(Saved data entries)
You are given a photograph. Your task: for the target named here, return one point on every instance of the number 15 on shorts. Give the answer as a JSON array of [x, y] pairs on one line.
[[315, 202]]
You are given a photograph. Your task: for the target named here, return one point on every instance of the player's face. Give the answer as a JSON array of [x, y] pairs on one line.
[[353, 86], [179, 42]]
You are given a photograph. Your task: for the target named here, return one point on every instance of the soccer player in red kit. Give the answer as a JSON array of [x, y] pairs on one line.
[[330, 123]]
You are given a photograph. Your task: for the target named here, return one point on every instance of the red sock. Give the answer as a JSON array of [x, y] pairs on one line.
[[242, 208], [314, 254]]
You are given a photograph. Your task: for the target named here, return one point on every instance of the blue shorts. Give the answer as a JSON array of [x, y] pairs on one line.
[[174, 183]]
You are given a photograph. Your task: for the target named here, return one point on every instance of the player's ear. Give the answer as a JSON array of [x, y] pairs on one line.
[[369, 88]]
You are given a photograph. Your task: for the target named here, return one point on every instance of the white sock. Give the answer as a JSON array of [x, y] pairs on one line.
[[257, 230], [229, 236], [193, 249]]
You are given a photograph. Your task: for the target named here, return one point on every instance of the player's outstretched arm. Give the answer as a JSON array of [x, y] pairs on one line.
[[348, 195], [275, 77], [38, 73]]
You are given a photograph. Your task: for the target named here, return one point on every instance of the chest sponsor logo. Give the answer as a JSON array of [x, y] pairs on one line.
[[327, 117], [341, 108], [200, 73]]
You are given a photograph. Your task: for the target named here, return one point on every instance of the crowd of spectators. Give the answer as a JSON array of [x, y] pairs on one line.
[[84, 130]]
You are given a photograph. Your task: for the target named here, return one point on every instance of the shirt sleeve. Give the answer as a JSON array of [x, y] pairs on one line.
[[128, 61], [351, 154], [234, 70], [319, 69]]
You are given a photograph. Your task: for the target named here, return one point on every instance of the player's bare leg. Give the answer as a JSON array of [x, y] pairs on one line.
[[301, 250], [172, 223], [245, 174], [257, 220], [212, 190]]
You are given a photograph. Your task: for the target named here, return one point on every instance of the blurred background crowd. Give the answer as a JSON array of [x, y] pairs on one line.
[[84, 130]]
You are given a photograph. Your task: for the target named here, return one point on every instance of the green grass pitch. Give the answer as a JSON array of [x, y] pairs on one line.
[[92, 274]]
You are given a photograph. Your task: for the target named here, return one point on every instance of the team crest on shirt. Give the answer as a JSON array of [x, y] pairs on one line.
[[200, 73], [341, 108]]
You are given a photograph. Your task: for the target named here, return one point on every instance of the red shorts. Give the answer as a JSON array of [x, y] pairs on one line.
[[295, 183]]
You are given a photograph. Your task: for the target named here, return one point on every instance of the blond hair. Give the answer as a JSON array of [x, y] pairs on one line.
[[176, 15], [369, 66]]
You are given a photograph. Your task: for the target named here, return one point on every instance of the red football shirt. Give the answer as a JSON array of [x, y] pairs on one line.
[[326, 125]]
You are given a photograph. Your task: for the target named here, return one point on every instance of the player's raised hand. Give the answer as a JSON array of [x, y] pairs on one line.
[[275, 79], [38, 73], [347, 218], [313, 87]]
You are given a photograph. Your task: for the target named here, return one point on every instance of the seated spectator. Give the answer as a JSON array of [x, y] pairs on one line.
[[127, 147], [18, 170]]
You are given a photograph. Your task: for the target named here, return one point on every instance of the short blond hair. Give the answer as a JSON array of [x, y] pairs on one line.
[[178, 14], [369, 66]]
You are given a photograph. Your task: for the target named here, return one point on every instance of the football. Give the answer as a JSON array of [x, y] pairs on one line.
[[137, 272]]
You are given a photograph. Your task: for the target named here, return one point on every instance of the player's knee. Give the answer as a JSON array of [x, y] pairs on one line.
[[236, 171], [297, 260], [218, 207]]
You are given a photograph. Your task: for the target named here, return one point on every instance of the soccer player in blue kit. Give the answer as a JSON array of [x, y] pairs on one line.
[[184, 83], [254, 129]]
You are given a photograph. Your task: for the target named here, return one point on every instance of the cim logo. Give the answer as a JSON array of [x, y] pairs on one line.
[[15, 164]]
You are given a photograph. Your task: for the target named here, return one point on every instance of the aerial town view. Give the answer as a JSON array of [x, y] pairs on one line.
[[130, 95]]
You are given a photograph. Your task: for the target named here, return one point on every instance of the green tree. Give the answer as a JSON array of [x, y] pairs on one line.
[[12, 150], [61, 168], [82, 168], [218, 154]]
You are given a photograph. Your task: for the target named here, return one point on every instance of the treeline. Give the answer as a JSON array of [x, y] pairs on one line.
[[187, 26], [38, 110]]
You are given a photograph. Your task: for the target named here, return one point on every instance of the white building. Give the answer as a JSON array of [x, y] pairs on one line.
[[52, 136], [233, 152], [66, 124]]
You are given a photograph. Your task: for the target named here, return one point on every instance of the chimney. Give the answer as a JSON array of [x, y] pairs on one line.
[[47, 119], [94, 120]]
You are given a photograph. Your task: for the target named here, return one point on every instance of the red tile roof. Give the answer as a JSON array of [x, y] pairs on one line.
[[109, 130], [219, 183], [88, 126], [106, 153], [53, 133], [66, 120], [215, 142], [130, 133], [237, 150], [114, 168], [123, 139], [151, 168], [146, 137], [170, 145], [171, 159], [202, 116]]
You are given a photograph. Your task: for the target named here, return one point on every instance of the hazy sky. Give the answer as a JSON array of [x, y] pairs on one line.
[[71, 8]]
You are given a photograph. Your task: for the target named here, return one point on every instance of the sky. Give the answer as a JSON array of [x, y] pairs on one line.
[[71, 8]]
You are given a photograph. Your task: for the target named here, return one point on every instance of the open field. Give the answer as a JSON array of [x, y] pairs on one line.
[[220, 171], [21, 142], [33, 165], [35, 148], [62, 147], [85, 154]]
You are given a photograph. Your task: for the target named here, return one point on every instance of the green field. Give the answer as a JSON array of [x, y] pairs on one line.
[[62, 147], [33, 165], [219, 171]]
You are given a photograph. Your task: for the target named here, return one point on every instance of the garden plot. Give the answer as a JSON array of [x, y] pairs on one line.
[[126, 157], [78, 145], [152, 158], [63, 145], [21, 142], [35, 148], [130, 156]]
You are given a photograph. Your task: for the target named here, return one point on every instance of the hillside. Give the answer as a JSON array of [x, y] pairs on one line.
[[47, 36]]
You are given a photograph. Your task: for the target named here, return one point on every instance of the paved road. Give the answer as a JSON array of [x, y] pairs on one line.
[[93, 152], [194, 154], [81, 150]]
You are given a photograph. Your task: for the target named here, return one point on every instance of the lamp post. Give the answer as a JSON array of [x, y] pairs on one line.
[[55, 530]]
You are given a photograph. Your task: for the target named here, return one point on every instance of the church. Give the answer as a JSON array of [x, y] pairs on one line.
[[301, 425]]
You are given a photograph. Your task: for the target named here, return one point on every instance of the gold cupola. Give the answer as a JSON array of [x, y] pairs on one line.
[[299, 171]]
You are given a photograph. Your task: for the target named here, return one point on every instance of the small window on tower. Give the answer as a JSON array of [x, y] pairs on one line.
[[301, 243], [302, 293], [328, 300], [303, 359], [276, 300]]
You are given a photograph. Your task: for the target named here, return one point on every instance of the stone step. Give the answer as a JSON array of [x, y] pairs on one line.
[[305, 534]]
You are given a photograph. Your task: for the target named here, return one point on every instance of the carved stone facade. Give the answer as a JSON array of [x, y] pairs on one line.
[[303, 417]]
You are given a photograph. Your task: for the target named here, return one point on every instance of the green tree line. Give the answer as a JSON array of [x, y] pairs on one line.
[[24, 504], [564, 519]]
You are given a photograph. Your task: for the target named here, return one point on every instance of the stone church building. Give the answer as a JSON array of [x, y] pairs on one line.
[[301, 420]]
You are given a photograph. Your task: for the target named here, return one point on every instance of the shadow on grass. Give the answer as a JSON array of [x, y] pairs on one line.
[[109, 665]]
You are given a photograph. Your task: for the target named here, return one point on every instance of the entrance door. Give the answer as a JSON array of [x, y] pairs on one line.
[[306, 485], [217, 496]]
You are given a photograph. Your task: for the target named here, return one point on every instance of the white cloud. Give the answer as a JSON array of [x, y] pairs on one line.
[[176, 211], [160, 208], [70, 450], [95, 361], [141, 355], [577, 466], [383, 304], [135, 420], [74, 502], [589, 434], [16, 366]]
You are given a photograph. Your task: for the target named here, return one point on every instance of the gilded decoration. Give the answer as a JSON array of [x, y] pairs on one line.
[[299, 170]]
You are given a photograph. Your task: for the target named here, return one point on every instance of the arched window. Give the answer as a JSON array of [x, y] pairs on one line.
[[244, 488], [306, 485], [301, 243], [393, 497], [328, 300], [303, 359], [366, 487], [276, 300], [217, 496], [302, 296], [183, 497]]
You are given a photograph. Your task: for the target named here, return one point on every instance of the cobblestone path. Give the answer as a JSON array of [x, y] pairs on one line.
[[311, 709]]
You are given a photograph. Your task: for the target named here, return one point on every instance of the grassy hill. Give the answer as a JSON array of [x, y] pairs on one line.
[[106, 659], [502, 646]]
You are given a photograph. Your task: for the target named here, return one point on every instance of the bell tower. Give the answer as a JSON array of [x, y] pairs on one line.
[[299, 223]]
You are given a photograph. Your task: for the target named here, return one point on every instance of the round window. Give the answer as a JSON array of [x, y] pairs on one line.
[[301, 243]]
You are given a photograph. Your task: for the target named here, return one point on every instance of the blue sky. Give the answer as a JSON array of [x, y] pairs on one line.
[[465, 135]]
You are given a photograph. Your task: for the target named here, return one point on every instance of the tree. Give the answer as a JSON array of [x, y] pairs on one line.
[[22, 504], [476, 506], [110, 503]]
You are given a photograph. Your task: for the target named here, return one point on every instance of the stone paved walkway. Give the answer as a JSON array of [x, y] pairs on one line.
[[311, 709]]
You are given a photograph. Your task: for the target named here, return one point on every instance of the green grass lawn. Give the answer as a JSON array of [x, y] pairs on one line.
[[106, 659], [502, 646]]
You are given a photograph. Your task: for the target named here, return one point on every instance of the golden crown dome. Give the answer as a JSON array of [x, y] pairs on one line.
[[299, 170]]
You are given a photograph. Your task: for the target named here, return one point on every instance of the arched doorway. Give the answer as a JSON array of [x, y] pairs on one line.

| Stated task |
Convert the data starting at the line containing "of the lamp" and ending at the line containing "[[306, 485], [217, 496]]" into a Markdown table with the columns Row and Line. Leave out blank lines.

| The completed task |
| Row | Line |
|---|---|
| 1 | You are given a photograph. Your task: for the target named here, return one point on every instance of the lamp post. Give the answer as a JSON array of [x, y] pairs on one line. |
| 2 | [[55, 530]] |
| 3 | You are given a photograph. Your task: for the target named here, return one point on every instance of the church. Give the answer as a JSON array of [x, y] pairs on one line. |
| 4 | [[301, 425]] |
| 5 | You are given a photograph. Your task: for the target named here, return one point on every instance of the gold cupola. Give the answer as a JSON array of [x, y] pairs on one line. |
| 6 | [[299, 171]] |
| 7 | You are given a photograph. Your task: for the target named here, return one point on every instance of the small window on tower. Give the answer as a JSON array of [x, y] pairs on one line. |
| 8 | [[301, 243], [302, 293], [328, 300], [303, 359], [276, 300]] |
| 9 | You are given a photograph. Your task: for the target named here, return one point on every instance of the stone step. Give the answer as a JSON array of [x, y] pairs on one line. |
| 10 | [[305, 534]] |
| 11 | You are given a photograph. Your task: for the target named here, return one point on every instance of the carved stone facade. Give the answer as a JSON array of [x, y] pairs on one line. |
| 12 | [[303, 417]] |
| 13 | You are given a photograph. Your task: for the target named here, return one point on every instance of the green tree line. Give the answer as a JSON array of [x, y] pairs on one line. |
| 14 | [[24, 504], [564, 519]] |
| 15 | You are given a photograph. Your task: for the target named here, return one point on every instance of the stone church building. Give the answer as a JSON array of [x, y] pairs on one line. |
| 16 | [[301, 420]] |
| 17 | You are given a photograph. Your task: for the target named here, return one point on every instance of the shadow on grass. Give the answer as a JSON array of [x, y] pairs on one line. |
| 18 | [[109, 665]] |
| 19 | You are given a photograph. Your task: for the target named here, return one point on every instance of the entrance door. Give the answer as a JSON array of [x, y] pairs on one line. |
| 20 | [[306, 485], [217, 496]] |